Directions for this task ::
What is expected is a word-for-word copy of all the entries.

Information supplied ::

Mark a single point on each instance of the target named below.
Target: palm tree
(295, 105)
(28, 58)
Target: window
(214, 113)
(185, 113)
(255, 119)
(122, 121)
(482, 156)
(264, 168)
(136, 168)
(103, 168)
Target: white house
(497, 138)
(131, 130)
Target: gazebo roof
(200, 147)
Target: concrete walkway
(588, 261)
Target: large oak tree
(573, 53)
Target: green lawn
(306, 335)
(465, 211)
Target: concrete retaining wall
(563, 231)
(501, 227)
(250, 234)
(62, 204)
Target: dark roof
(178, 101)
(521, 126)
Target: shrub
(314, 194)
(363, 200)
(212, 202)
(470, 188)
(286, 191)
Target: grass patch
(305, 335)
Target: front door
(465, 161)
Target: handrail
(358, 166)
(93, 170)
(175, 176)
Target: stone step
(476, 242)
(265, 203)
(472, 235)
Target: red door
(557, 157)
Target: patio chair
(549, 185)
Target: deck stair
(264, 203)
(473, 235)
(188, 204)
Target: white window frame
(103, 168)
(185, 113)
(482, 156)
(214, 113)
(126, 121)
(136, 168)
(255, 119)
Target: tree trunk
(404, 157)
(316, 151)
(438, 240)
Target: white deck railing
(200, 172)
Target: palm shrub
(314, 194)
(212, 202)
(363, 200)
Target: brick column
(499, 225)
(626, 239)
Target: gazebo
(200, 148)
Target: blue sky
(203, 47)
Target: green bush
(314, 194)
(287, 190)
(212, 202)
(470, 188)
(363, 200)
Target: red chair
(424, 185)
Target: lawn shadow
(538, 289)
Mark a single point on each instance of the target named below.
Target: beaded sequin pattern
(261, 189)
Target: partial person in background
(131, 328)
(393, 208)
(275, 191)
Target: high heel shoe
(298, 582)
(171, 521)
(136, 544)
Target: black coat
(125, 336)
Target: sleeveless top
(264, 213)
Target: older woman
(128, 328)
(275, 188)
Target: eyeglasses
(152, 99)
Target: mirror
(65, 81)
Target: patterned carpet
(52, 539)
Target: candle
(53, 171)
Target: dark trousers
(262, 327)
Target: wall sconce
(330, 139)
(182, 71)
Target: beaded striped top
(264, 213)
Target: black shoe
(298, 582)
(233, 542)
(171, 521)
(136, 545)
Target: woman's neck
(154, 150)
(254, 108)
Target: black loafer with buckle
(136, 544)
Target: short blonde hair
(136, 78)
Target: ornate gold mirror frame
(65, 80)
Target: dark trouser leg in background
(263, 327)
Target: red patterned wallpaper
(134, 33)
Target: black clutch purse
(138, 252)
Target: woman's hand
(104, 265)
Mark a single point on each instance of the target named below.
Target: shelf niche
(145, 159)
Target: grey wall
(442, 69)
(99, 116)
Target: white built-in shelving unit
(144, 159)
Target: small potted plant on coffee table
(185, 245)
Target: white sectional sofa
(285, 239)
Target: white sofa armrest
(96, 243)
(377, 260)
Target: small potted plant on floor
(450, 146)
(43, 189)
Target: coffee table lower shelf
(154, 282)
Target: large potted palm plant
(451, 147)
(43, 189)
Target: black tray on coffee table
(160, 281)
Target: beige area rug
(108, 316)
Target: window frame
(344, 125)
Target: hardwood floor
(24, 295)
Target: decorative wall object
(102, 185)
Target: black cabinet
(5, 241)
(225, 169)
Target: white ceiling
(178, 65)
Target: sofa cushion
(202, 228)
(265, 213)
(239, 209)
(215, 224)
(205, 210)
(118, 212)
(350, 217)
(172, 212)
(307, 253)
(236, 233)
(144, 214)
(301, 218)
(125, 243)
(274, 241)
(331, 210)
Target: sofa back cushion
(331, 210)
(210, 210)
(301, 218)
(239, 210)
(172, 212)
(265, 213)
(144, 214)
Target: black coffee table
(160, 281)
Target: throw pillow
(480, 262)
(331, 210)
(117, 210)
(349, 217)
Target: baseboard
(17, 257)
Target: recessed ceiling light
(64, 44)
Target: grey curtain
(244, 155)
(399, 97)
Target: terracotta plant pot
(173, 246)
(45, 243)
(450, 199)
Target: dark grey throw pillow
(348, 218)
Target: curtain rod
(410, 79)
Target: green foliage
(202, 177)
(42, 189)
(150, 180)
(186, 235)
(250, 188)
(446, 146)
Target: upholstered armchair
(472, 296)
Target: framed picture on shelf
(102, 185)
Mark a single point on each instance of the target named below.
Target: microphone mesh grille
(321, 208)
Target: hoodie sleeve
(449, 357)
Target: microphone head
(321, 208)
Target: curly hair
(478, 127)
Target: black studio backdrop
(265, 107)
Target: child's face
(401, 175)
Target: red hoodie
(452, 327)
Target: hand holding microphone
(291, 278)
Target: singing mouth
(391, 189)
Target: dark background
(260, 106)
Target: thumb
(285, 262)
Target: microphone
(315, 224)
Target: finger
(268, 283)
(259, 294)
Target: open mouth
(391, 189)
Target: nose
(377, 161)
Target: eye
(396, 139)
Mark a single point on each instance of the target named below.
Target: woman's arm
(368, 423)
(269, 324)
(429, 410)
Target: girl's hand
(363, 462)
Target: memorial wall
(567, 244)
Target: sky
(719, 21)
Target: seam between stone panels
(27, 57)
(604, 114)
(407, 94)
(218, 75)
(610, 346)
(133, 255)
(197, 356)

Solution to this problem ::
Mark a single point on each instance of the target named below.
Target: palm tree
(295, 105)
(28, 58)
Target: window
(214, 113)
(185, 113)
(255, 119)
(122, 121)
(482, 156)
(264, 168)
(136, 168)
(103, 168)
Target: white house
(497, 138)
(131, 130)
Target: gazebo roof
(200, 147)
Target: concrete walkway
(588, 261)
Target: large oak tree
(573, 53)
Target: green lawn
(306, 335)
(465, 211)
Target: concrete retaining wall
(563, 231)
(501, 227)
(250, 234)
(62, 204)
Target: dark roof
(178, 101)
(521, 126)
Target: shrub
(314, 194)
(363, 200)
(212, 202)
(470, 188)
(286, 191)
Target: grass patch
(305, 335)
Target: front door
(465, 161)
Target: handrail
(358, 166)
(93, 170)
(175, 176)
Target: stone step
(476, 242)
(265, 203)
(472, 235)
Target: red door
(557, 157)
Target: patio chair
(549, 185)
Target: deck stair
(264, 203)
(473, 235)
(188, 204)
Target: white window frame
(103, 168)
(185, 113)
(482, 156)
(214, 113)
(126, 121)
(136, 168)
(255, 119)
Target: tree trunk
(404, 157)
(316, 151)
(438, 240)
Target: white deck railing
(200, 172)
Target: palm shrub
(314, 194)
(212, 202)
(363, 200)
Target: brick column
(499, 225)
(626, 239)
Target: gazebo
(200, 148)
Target: blue sky
(203, 47)
Target: green bush
(314, 194)
(287, 190)
(212, 202)
(470, 188)
(363, 200)
Target: red chair
(424, 185)
Target: lawn shadow
(538, 289)
Mark a single point on each instance of the target named below.
Target: beaded sequin pattern
(261, 189)
Target: partial person in background
(131, 328)
(393, 208)
(275, 191)
Target: high heel shoe
(298, 582)
(171, 521)
(136, 544)
Target: black coat
(125, 336)
Target: sleeveless top
(264, 213)
Target: older woman
(128, 328)
(275, 188)
Target: eyeglasses
(152, 99)
Target: mirror
(65, 81)
Target: patterned carpet
(52, 539)
Target: candle
(53, 171)
Target: dark trousers
(262, 327)
Target: wall sconce
(330, 139)
(182, 71)
Target: beaded striped top
(264, 213)
Target: black shoe
(298, 582)
(233, 542)
(171, 521)
(136, 545)
Target: woman's neck
(154, 150)
(254, 108)
Target: black loafer with buckle
(136, 544)
Target: short blonde hair
(136, 78)
Target: ornate gold mirror frame
(65, 80)
Target: dark trouser leg in background
(263, 327)
Target: red patterned wallpaper
(134, 33)
Target: black clutch purse
(138, 252)
Target: woman's hand
(104, 265)
Mark a single point on each instance of the target named below.
Target: shelf niche
(145, 159)
Target: grey wall
(442, 69)
(99, 116)
Target: white built-in shelving unit
(144, 159)
Target: small potted plant on coffee table
(185, 245)
Target: white sectional sofa
(285, 239)
Target: white sofa armrest
(96, 243)
(377, 260)
Target: small potted plant on floor
(450, 146)
(43, 189)
Target: coffee table lower shelf
(154, 282)
Target: large potted palm plant
(451, 147)
(43, 189)
Target: black tray on coffee table
(160, 281)
Target: beige area rug
(108, 316)
Target: window frame
(344, 125)
Target: hardwood floor
(24, 295)
Target: decorative wall object
(102, 185)
Target: black cabinet
(5, 241)
(225, 169)
Target: white ceiling
(178, 65)
Target: sofa cushion
(202, 228)
(265, 213)
(239, 209)
(215, 224)
(205, 210)
(118, 212)
(350, 217)
(172, 212)
(307, 253)
(236, 233)
(144, 214)
(301, 218)
(125, 243)
(274, 241)
(331, 210)
Target: sofa back cushion
(331, 210)
(210, 210)
(301, 218)
(239, 210)
(172, 212)
(265, 213)
(144, 214)
Target: black coffee table
(160, 281)
Target: throw pillow
(480, 262)
(331, 210)
(117, 210)
(349, 217)
Target: baseboard
(17, 257)
Target: recessed ceiling light
(64, 44)
Target: grey curtain
(244, 155)
(399, 97)
Target: terracotta plant pot
(173, 246)
(45, 243)
(450, 199)
Target: dark grey throw pillow
(348, 218)
Target: curtain rod
(410, 79)
Target: green foliage
(202, 177)
(42, 189)
(150, 180)
(186, 235)
(250, 188)
(446, 146)
Target: upholstered armchair
(472, 296)
Target: framed picture on shelf
(102, 185)
Mark a single point on each instance of the target named below.
Target: microphone mesh grille
(321, 208)
Target: hoodie sleeve
(449, 357)
Target: microphone head
(321, 208)
Target: curly hair
(478, 127)
Target: black studio backdrop
(265, 107)
Target: child's face
(401, 175)
Target: red hoodie
(452, 327)
Target: hand holding microphone
(291, 278)
Target: singing mouth
(391, 189)
Target: dark background
(260, 106)
Target: thumb
(285, 262)
Target: microphone
(315, 224)
Target: finger
(268, 283)
(259, 294)
Target: open mouth
(391, 189)
Target: nose
(377, 161)
Target: eye
(396, 139)
Mark a single point on each instance of the target named below.
Target: woman's arm
(368, 423)
(269, 324)
(429, 410)
Target: girl's hand
(363, 462)
Target: memorial wall
(567, 244)
Target: sky
(719, 21)
Target: seam between stone panels
(27, 57)
(604, 114)
(407, 94)
(218, 75)
(610, 346)
(133, 255)
(197, 356)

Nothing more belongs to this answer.